Information shown
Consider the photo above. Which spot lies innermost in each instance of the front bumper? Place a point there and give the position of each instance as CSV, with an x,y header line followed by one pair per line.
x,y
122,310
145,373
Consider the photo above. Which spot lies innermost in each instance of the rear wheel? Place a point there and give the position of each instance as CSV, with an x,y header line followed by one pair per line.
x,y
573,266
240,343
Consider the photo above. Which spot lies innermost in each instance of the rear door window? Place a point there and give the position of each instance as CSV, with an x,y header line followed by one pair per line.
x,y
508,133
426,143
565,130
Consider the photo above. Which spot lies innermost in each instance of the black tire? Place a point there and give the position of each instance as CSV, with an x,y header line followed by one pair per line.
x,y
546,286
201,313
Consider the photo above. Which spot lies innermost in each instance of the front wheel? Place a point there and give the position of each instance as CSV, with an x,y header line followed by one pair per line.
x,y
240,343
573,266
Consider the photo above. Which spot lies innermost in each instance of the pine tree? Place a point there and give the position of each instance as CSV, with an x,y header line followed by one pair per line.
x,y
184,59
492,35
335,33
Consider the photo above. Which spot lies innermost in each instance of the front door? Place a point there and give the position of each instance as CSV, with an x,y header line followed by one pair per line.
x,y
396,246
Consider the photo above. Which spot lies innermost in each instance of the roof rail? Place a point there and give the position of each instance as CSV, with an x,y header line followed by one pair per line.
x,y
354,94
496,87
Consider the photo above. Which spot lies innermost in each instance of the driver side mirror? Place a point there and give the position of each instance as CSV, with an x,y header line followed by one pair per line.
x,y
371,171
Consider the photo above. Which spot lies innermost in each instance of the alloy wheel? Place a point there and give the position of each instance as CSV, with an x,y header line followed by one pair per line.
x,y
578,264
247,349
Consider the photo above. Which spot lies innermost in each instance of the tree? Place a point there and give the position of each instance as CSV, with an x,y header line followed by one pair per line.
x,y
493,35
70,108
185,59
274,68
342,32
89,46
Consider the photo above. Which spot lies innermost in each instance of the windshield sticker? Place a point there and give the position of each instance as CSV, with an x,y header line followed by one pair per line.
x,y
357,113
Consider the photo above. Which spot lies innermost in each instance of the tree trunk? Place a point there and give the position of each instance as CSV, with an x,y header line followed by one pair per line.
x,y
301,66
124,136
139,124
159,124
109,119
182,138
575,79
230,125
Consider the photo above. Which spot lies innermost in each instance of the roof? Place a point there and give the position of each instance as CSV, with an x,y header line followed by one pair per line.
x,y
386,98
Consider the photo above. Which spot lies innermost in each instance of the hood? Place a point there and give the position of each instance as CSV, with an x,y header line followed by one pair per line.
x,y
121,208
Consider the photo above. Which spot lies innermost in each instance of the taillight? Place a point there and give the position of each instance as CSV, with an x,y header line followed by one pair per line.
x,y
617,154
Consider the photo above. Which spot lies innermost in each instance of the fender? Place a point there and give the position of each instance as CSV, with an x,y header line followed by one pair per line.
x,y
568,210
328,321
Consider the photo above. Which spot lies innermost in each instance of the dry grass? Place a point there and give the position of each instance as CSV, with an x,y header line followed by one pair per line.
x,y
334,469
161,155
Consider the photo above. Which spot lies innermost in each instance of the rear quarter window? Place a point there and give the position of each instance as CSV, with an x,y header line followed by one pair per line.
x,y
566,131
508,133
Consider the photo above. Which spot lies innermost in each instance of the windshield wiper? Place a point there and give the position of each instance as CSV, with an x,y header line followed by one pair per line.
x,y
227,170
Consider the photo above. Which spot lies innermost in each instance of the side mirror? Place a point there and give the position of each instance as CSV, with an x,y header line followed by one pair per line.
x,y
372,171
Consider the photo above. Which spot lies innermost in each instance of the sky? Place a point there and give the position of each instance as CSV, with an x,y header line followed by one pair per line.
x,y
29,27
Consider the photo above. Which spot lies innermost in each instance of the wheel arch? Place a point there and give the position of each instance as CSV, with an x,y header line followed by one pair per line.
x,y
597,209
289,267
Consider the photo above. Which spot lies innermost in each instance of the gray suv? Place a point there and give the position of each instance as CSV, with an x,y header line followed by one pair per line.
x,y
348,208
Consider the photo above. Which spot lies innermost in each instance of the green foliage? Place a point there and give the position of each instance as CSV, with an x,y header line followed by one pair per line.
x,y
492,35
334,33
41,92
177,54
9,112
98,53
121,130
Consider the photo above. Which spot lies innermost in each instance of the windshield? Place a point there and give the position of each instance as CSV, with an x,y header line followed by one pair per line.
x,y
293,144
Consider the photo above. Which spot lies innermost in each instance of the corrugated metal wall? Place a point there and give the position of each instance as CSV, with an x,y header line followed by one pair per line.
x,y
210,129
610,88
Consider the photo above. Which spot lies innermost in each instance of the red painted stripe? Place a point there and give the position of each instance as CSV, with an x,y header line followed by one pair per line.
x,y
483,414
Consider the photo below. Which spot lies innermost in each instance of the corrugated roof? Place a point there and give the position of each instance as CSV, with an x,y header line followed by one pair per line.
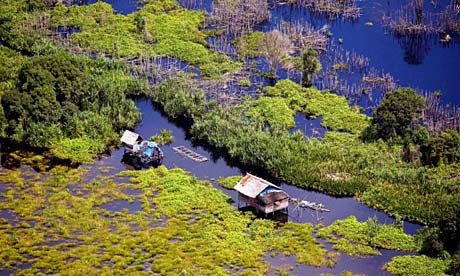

Brief
Would you set down the material exactly as it stands, without the pictures?

Solution
Consider the photo above. Which spot lies innermost in each instance of the front bumper? Place a point there and give the position of each instance as CSV, with an x,y header line followed by one pair per line.
x,y
122,310
145,373
Consider the photo above. Which spot lies innermost in each instance of the rear wheel? Place a point there and give the position of each instance as CSV, with an x,y header line followed by one pair per line.
x,y
573,266
240,343
Consider the photo above. Which spot lies innermost in each instance of the rear door window? Place a point there and give the position of each instance as CSV, with an x,y header line followed by one pair per line.
x,y
508,133
426,143
565,130
Consider the photo above. Which spot lies innermost in each instance of the black tire? Place a point there and give the position of each instance as CSV, with an x,y header line followed by one pair per line.
x,y
546,286
201,313
Consider the photo above. Which spot lies innermost in each instance of the front wheel? Place a point there and give the position of each instance as CSV, with an x,y header line followed by one pair per line.
x,y
240,343
573,266
Consider the photo above. Which spot lies innermost in each instance of the pine tree? Place a point there and give the position of each instance as CSV, with an x,y header line followed by one pair per line.
x,y
184,59
492,35
335,33
Consider the photo above. Which spot lies innermost in each instance of the front door? Place a point there and give the position of each instance as CSV, with an x,y header line followed by one pair per line.
x,y
396,246
Consider the photo above. Which spot lies innermost in each instance of the roof rail? Place a point there and give the position of each instance as CSV, with an x,y header line followed by one pair per line.
x,y
354,94
496,87
Consider the photo above. Which spot lies innermost in each instance of the driver side mirror? Place a point there and give the position of each instance as CSV, with an x,y header line followed by one pair per line.
x,y
371,171
Consider the photo above. Which spot lies innermost in each instance of the alloy wheel? Place a point there and give the position of each instance as CSV, with an x,y header line followed by one pair per line.
x,y
578,264
247,349
Consider the photo above. Which spot lies innermost in each instance of the tree? Place a point there and give the position of each instance as CSV, with an x,y header line followed by one pair per line.
x,y
493,35
70,108
185,59
274,68
342,32
89,46
Consider the photo above. Which spot lies innermost in each instance of the windshield sticker? Place a point there and give the position of each instance as CSV, with an x,y header line followed by one pair per line.
x,y
357,113
Consider the photo above. Which spot lies innermost in each instance of the tree trunk? Place a point there and give the position of each instance as CSV, with an x,y header line followed by one pair per line.
x,y
301,66
124,136
139,124
159,124
109,119
182,138
575,79
230,125
Consider the photo above. Which spot lies innermost in each instance of the roof? Place a point there and give the position of each instance as CSV, with an x,y header line followed by one pair per line.
x,y
386,98
Consider the photo above. Which spot lies innermost in each instance of the hood? Place a point there and give the position of each instance as CSV, with an x,y header line followed by one pair per line.
x,y
121,208
Consider the photo above. Which spot lies innermost in each instance of the taillight? Place a point there and give the position of each instance as CSV, with an x,y header line followed by one pair per line.
x,y
617,154
Consider the photo above. Which spot lies innermost in each instance of the fender? Place a point there and give the position of each instance as CSV, with an x,y header line followed by one pair per line.
x,y
568,210
328,321
Consider the photo above. Which spot lies innermost in each instance of the dry grass? Place a point there and give the position of each instance as CSV, with an x,y header line followed by one pair per line.
x,y
334,469
161,155
Consider the photo above. Which spot lies innermost in each instance of the rear quarter window? Place a point there and give the position of each instance as CSV, with an x,y header line followed by one pair per line.
x,y
566,131
508,133
Consider the photo above. Which spot lies innermost in each instance of the windshield wiper? Place a point there and give the position of each instance as CSV, with an x,y header line followed by one pair per line.
x,y
227,170
Consider the photo above. Which spot lies innermost in each instance of the side mirror? Place a point there and give the position of each instance as CSV, with an x,y header line followed by one pair per line.
x,y
372,171
Consider the photo above. Which spot lies innermost in each instance of the sky? Place a point there and give the position of each instance as CSV, with an x,y header line followed by one pair per line.
x,y
29,27
Consider the photo above. Which spot lies innermost in each instance of the wheel arch? Place a point there and give the position of each instance as CSV, with an x,y header line followed by one pair per line.
x,y
597,209
289,267
Consider the photo above. Which spot lies innermost in each instance of the gray suv? Place a point there and give the position of each instance as CSV, with an x,y header line followed by one pair per line.
x,y
348,208
Consider the photo above. Which spot lies innermost in each instance of the green foliage? Place a point there and give the position of each instance as CSV, with an x,y header line followed by one pair per line.
x,y
492,35
334,33
41,92
177,54
9,112
98,53
121,130
Consider the photo above. Which spot lies innermost in each instance of the windshield? Place a point there and give the position of each instance as CSV, with an x,y header line followed by one pair per line.
x,y
293,144
Consider the photo above. Which spot lies innermost in each instance of the corrugated metal wall? Place a point there and give the position of each instance as CSV, with an x,y header line followed by one pair per line.
x,y
210,129
610,88
Consider the photo above. Which spot lies innermost in each instance of the red painted stripe? Place a point there and give the position of each instance as CSV, with an x,y header line followed by one pair per line.
x,y
483,414
Consider the photo below. Which spot lies innermost in each instance of the corrugated roof? Place a point there and give the position of each instance as CSV, with an x,y header line followed by one pair per line.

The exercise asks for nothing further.